> **TAREAS PROPUESTAS**:
**A.** En el texto sobre el cuadro de la Calle de la Pasa, explica en una a tres oraciones por qué el reguero de pintura no consigue llegar a Puerta Cerrada.
**B.** Prosigue, por favor, el texto sobre el cuadro de la Calle de la Pasa a partir de su última oración.

> **FRAGMENTO SELECCIONADO**:
Madera vieja · 19 de noviembre de 2015

Un cuadro, casi al final de la Calle de la Pasa. Sobre la imagen, que es de edificios bajos y travesía de piedra por donde se aleja una mujer, han derramado pintura como sangre; pero de color añil, quizá para no romper el equilibrio de sus tonos, que son de mañana mediterránea: podría ser Grecia, Marruecos, Líbano, la antigua Yugoslavia, Túnez, Portugal y, sin duda, Italia o España, incluida la Castilla de mis mayores, la de la antigua Taifa de Toledo. La sangre lo corta por la mitad, en un parteluz con dos hojas donde han escrito, respectivamente, «Siria» y «No a la guerra». Aún está fresca. Supera el marco y forma un reguero que intenta huir hacia Puerta Cerrada y fracasa, porque su densidad se lo impide.

> **ENTRADAS APORTADAS**:
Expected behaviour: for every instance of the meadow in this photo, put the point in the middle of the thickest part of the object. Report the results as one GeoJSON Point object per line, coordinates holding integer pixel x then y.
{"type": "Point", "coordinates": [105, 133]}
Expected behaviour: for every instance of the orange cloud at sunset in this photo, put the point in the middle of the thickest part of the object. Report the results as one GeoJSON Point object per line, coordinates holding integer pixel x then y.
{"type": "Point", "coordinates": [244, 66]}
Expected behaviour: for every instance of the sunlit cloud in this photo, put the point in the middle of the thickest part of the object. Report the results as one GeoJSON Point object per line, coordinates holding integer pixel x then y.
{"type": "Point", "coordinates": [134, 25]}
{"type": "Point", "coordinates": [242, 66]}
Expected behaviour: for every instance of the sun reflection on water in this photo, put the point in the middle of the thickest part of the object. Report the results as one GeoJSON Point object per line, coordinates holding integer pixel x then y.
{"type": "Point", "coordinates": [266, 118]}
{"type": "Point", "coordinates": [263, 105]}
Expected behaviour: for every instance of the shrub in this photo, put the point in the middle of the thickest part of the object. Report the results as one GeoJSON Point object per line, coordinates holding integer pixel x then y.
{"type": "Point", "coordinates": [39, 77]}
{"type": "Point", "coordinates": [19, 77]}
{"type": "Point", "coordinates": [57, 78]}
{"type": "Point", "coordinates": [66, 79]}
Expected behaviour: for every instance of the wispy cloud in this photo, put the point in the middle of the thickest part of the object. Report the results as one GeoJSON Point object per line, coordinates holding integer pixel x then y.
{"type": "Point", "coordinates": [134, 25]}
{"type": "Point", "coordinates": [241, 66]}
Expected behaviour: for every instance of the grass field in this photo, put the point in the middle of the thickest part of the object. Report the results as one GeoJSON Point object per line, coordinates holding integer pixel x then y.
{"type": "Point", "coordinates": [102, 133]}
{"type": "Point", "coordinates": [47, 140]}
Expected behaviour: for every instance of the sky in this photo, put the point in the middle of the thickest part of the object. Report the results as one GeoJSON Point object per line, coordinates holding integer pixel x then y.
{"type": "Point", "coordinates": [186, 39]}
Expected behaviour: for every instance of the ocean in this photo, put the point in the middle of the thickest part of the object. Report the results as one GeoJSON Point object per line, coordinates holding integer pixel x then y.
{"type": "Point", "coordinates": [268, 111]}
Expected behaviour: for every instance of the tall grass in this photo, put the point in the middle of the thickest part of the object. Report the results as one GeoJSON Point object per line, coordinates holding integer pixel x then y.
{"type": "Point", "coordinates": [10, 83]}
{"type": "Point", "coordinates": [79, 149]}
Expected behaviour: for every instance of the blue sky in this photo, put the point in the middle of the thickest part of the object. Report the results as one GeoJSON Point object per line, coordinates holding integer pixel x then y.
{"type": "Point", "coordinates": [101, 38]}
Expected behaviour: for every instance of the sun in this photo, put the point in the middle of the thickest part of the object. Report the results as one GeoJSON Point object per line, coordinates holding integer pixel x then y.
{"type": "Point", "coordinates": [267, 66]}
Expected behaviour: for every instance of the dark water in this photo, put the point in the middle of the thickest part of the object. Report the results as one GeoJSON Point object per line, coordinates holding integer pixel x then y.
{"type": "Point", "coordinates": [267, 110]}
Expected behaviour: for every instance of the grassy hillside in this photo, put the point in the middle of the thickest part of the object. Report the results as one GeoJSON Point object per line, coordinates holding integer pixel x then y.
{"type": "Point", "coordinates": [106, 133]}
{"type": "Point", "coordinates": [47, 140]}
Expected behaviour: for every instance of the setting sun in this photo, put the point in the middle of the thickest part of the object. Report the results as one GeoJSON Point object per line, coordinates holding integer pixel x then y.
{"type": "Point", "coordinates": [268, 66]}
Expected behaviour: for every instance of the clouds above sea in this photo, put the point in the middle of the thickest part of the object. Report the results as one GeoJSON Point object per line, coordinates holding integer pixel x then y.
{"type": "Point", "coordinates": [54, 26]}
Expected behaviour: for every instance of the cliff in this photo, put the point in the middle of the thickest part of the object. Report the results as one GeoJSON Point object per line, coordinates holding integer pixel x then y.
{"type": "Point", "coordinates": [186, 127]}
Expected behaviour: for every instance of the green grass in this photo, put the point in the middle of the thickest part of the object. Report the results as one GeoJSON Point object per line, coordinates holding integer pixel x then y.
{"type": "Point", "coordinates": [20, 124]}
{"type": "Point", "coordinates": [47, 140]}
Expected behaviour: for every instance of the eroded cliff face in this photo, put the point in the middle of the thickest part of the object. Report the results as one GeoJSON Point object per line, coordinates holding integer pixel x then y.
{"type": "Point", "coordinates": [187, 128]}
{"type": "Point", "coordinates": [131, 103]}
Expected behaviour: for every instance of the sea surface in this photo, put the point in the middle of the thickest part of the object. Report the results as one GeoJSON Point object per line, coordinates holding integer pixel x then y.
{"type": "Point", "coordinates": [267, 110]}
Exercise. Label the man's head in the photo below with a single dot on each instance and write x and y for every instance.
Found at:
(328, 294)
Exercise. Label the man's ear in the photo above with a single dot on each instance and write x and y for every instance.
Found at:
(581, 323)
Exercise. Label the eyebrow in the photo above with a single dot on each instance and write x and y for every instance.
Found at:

> **RESPUESTAS DADAS**:
**A.** El reguero fracasa en su intento de huir hacia Puerta Cerrada porque su densidad se lo impide. Aunque la pintura aún está fresca y supera el marco, esa densidad no le permite seguir avanzando.

**B.**
Son más o menos las diez de una noche de noviembre que ya barrunta el frío. Arriba, junto al Mercado de San Miguel, arde un contenedor que algunos miran con recelo y otros con curiosidad. Insinúa revuelta, y no en cualquier parte. Madrid nació a pocos metros, detrás de Mayor. Ahora sabemos que fue asentamiento visigodo y, si lo fue, siempre habrá un motivo para pensar que fue romano; pero su fundador oficial, el que dicta la palabra escrita, se llamaba Mohamed y era hijo de Abderramán II, emir de la dinastía de los Omeyas y, en consecuencia, de origen sirio. Por supuesto, es improbable que sea un conato de metáfora. El fuego, la historia y la sangre añil tienen la desfachatez de la ignorancia lanzada como dados en una mesa que da en todo caso sus propios sonidos, lo que su madera puede ofrecer. Y ésta es madera vieja, con ataujía de Damasco.


Madrid, noviembre.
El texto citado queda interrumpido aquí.